[START OF Material for this task]

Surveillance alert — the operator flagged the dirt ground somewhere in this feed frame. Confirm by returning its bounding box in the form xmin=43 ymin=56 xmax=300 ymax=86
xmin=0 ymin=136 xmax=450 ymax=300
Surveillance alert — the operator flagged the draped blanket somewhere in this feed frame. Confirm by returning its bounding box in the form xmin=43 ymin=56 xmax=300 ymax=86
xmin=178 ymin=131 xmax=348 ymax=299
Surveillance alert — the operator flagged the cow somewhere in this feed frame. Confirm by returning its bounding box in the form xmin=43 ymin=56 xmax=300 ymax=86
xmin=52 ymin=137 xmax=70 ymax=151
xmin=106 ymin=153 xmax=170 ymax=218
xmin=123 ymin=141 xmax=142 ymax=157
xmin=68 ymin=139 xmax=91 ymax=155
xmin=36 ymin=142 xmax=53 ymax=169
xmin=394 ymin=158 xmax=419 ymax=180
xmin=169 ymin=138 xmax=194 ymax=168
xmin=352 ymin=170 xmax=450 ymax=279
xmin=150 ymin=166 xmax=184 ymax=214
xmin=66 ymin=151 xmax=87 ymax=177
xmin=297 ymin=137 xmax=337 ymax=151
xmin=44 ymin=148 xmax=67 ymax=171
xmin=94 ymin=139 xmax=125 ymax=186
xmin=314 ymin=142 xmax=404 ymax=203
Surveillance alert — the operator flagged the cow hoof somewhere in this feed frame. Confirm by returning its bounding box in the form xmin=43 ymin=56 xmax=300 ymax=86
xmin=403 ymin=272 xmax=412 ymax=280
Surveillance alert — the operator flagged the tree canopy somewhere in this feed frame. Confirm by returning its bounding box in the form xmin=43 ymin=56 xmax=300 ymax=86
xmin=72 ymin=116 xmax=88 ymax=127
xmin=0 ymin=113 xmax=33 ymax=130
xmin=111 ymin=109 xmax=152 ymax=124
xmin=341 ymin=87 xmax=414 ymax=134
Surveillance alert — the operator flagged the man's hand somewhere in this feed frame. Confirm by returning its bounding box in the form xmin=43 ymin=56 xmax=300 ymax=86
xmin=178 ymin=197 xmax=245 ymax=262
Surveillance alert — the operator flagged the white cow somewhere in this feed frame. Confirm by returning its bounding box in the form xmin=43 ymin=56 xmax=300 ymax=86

[END OF Material for this task]

> **Exercise brief**:
Copy the lines verbatim from the start of the items through the line containing "xmin=0 ymin=136 xmax=450 ymax=300", both ends included.

> **Full answer**:
Surveillance alert — the operator flagged the dirt ground somewhere in this feed frame. Confirm by returning its bounding box in the form xmin=43 ymin=56 xmax=300 ymax=86
xmin=0 ymin=136 xmax=450 ymax=300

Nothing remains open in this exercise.